Extracted material start
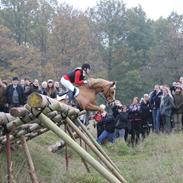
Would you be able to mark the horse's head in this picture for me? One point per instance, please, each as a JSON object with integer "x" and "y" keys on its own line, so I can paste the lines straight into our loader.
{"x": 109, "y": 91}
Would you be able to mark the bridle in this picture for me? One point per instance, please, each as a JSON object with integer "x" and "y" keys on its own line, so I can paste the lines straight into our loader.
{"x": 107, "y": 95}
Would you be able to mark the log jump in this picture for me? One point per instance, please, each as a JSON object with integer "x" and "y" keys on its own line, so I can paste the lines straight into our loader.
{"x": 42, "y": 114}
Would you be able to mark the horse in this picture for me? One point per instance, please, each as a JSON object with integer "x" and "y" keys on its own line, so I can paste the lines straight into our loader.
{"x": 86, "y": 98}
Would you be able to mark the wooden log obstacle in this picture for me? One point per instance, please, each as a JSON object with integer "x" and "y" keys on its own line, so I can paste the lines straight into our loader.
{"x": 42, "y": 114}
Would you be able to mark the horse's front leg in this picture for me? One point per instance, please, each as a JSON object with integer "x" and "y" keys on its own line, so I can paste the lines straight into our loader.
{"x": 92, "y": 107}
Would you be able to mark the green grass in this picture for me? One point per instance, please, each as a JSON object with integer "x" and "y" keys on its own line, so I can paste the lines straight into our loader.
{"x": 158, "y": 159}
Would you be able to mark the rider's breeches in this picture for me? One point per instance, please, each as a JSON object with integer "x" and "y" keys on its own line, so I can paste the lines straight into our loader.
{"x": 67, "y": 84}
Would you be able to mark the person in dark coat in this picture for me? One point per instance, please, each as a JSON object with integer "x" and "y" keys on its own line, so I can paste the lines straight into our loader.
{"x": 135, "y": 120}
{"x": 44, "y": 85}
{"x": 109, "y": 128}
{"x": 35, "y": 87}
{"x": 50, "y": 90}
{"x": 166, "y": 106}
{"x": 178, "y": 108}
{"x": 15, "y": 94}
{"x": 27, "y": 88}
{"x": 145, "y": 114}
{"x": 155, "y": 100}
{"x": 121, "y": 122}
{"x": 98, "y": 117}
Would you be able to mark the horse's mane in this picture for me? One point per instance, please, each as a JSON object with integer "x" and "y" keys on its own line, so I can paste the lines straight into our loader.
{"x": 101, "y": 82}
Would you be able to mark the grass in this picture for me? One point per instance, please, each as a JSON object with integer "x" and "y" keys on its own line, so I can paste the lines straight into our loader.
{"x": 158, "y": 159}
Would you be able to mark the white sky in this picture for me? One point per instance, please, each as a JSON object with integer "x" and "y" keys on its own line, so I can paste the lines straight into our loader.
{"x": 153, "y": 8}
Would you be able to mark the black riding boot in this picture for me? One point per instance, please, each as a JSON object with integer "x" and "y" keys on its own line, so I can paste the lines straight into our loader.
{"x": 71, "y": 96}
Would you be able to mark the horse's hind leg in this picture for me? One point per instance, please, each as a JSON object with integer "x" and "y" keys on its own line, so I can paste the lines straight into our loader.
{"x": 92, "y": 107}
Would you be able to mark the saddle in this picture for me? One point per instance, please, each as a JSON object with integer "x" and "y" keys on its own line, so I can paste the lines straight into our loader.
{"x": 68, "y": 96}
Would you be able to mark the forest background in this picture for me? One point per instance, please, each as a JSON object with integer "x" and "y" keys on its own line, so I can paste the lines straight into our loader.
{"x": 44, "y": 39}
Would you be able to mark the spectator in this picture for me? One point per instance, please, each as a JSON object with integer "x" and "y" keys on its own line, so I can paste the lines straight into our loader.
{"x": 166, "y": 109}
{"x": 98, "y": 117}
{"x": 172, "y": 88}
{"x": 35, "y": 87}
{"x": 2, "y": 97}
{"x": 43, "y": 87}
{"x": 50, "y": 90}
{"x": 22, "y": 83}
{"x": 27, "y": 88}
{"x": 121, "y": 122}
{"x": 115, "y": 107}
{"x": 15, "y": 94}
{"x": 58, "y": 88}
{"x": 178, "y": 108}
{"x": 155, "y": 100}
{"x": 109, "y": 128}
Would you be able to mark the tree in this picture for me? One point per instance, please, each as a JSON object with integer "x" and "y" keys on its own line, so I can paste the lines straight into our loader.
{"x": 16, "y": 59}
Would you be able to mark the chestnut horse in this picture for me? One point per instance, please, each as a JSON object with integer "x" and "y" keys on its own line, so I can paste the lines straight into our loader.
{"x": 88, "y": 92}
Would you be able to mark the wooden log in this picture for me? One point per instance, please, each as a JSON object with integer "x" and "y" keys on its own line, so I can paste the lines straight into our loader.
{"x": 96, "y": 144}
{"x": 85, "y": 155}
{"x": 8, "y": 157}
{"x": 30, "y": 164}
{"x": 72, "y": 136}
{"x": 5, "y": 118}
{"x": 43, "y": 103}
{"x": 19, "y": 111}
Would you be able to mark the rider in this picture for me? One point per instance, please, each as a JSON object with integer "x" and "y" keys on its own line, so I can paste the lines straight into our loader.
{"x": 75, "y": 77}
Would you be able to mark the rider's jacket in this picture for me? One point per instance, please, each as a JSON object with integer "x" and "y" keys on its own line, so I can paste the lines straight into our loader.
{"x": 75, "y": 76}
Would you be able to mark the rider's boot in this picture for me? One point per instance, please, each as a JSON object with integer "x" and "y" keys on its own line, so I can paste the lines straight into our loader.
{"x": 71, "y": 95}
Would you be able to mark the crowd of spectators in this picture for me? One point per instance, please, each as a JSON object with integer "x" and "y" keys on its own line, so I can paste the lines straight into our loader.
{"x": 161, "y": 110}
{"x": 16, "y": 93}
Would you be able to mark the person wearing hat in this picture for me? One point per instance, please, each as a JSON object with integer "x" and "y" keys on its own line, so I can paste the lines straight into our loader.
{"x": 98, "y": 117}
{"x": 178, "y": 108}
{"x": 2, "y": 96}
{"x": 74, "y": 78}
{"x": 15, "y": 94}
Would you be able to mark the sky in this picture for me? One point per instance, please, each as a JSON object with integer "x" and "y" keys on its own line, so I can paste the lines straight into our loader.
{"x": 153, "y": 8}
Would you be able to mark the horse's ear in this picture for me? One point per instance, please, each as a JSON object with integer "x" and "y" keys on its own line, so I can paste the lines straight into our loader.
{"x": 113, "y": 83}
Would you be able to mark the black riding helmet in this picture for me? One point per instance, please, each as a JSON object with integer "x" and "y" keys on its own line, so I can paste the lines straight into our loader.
Extracted material end
◆ **What this task involves**
Put all of the data above into a numbered list, skipping any blank lines. Leave the pictures out of your answer.

◆ **Task response**
1. Would you be able to mark the horse's head in this picture for me? One point per instance, please, each as a JSON object with integer "x" and "y" keys on its own line, so I can paste the lines straight into our loader.
2. {"x": 109, "y": 91}
3. Would you be able to mark the bridle in this picture for me? One point per instance, please, each as a JSON object with integer "x" and "y" keys on its own line, so I can paste the lines straight into our loader.
4. {"x": 107, "y": 95}
5. Would you be able to mark the log jump in this picture for me? One point per instance, please, each as a JSON object with integer "x" and "y" keys on its own line, so I can paste the lines straight into our loader.
6. {"x": 42, "y": 114}
7. Would you be able to mark the horse in this picture for me? One point per instance, please, each as a JSON object with integer "x" and "y" keys on its own line, so I can paste the lines straight into our loader.
8. {"x": 86, "y": 98}
9. Would you be able to mark the wooden log obstacle in this picture for me? One point per instance, please, each as a JSON object with integer "x" and "y" keys on its own line, so I can paste the lines straight into our loader.
10. {"x": 42, "y": 114}
11. Would you be able to mark the horse's front leg in this picture for me? One point per instance, please, each as a JSON object with integer "x" and "y" keys on its own line, so I can paste the lines straight into our loader.
12. {"x": 92, "y": 107}
13. Would you be able to mark the green grass in this picture for me? One point per instance, please, each as a JSON object with integer "x" and "y" keys on its own line, so I can paste the lines straight into our loader.
14. {"x": 158, "y": 159}
15. Would you be able to mark the rider's breeches in this picture for me? One point per instance, please, each as a JSON object with integer "x" and "y" keys on its own line, so I can paste the lines straight into our loader.
16. {"x": 67, "y": 84}
17. Would you be able to mark the person in dark coat in this picture for me? One point per instance, please, each as a JSON object with integer "x" and "y" keys on its own line, so I can paste the lines straight into our loader.
18. {"x": 135, "y": 120}
19. {"x": 44, "y": 85}
20. {"x": 109, "y": 128}
21. {"x": 35, "y": 87}
22. {"x": 50, "y": 90}
23. {"x": 166, "y": 106}
24. {"x": 178, "y": 108}
25. {"x": 15, "y": 94}
26. {"x": 27, "y": 88}
27. {"x": 145, "y": 114}
28. {"x": 155, "y": 100}
29. {"x": 121, "y": 122}
30. {"x": 98, "y": 117}
31. Would you be able to mark the horse's mane in this picture for me? One point per instance, please, each as a JSON object with integer "x" and "y" keys on its own line, so I can paste the lines straight into our loader.
32. {"x": 101, "y": 82}
33. Would you be able to mark the grass in this picture for me? One point per instance, please, each as a JSON object with integer "x" and "y" keys on its own line, so I can paste the lines straight into our loader.
34. {"x": 158, "y": 159}
35. Would you be able to mark the white sky in this picture for me? One point per instance, please, each as a JSON object with integer "x" and "y" keys on its own line, so I can paste the lines straight into our loader.
36. {"x": 153, "y": 8}
37. Would you be able to mark the black riding boot in this picture for me? One point per instance, please, each as a JSON object with integer "x" and "y" keys on its own line, so I can paste the lines straight into our loader.
38. {"x": 71, "y": 96}
39. Would you be able to mark the horse's hind leg in this picture for me? One point per instance, please, each as a JSON object with integer "x" and "y" keys on its own line, so I can paste the lines straight into our loader.
40. {"x": 92, "y": 107}
41. Would you be able to mark the saddle in this picture for me? One point per instance, please, each as a JSON object with integer "x" and "y" keys on its own line, so I can paste the lines straight into our loader.
42. {"x": 68, "y": 96}
43. Would you be able to mark the forest background in this picture for me? One point per instance, please, each as a JSON object with integer "x" and "y" keys on its own line, so I can paste the lines straight into our loader.
44. {"x": 44, "y": 39}
45. Would you be able to mark the spectator in this picture for me? One point per instance, please, each as a JSON object with integer "x" and "y" keys on its own line, so I can paste the lines straight into our loader.
46. {"x": 166, "y": 109}
47. {"x": 98, "y": 117}
48. {"x": 172, "y": 88}
49. {"x": 35, "y": 87}
50. {"x": 2, "y": 97}
51. {"x": 43, "y": 87}
52. {"x": 50, "y": 90}
53. {"x": 22, "y": 83}
54. {"x": 27, "y": 88}
55. {"x": 121, "y": 122}
56. {"x": 115, "y": 107}
57. {"x": 15, "y": 94}
58. {"x": 58, "y": 88}
59. {"x": 178, "y": 108}
60. {"x": 155, "y": 100}
61. {"x": 109, "y": 128}
62. Would you be able to mark the tree in this picture for me? One point per instance, please, each as a JSON object with integer "x" and "y" keys on its own line, so I can paste the lines straight into our loader.
63. {"x": 16, "y": 59}
64. Would you be able to mark the chestnut horse in this picture for me? One point per instance, please, each as a JSON object with integer "x" and "y" keys on its own line, so I can paste the lines straight into our loader.
65. {"x": 88, "y": 92}
66. Would you be able to mark the wooden log in this picture for me? One point per instance, please, each as a JSON object with integer "x" and "y" keys on its own line, so I can paste the lines straight into our loader.
67. {"x": 96, "y": 144}
68. {"x": 85, "y": 155}
69. {"x": 8, "y": 157}
70. {"x": 30, "y": 164}
71. {"x": 72, "y": 136}
72. {"x": 5, "y": 118}
73. {"x": 43, "y": 103}
74. {"x": 19, "y": 111}
75. Would you be able to mark the rider in this picture for me? One point per instance, please, each as a JSON object with integer "x" and "y" keys on its own line, so I can paste the lines straight into our loader.
76. {"x": 75, "y": 77}
77. Would you be able to mark the rider's jacket in this picture for me? One point per instance, please, each as a JSON object with integer "x" and "y" keys on its own line, so I can paste the lines straight into our loader.
78. {"x": 75, "y": 76}
79. Would you be able to mark the rider's boot in this picture for me? One point per instance, please, each as a JSON object with integer "x" and "y" keys on its own line, so I can paste the lines straight into our loader.
80. {"x": 71, "y": 95}
81. Would you be able to mark the crowd of spectators in this picture for me? One point per instance, please, each as a JSON object with integer "x" and "y" keys on its own line, so I can paste the lines straight into our loader.
82. {"x": 161, "y": 110}
83. {"x": 16, "y": 93}
84. Would you be able to mark the person wearing hat in this picture for me? One point per instance, please, each as a JSON object with integer "x" and "y" keys on its own line, so I can paste the lines straight into our loader.
85. {"x": 98, "y": 117}
86. {"x": 178, "y": 108}
87. {"x": 2, "y": 96}
88. {"x": 74, "y": 78}
89. {"x": 15, "y": 94}
90. Would you be able to mark the sky in this picture for me? One point per instance, please, each as a JSON object with integer "x" and "y" keys on its own line, so I can paste the lines straight into our loader.
91. {"x": 153, "y": 8}
92. Would you be able to mark the horse's ear in this picture for me? One point per instance, please, each as a JSON object with integer "x" and "y" keys on its own line, so I can paste the lines straight into our loader.
93. {"x": 113, "y": 83}
94. Would you be able to mark the black riding helmet in this picture for me? One point per instance, please, each as a JSON object with integer "x" and "y" keys on its own line, so I can paste the lines straight into our loader.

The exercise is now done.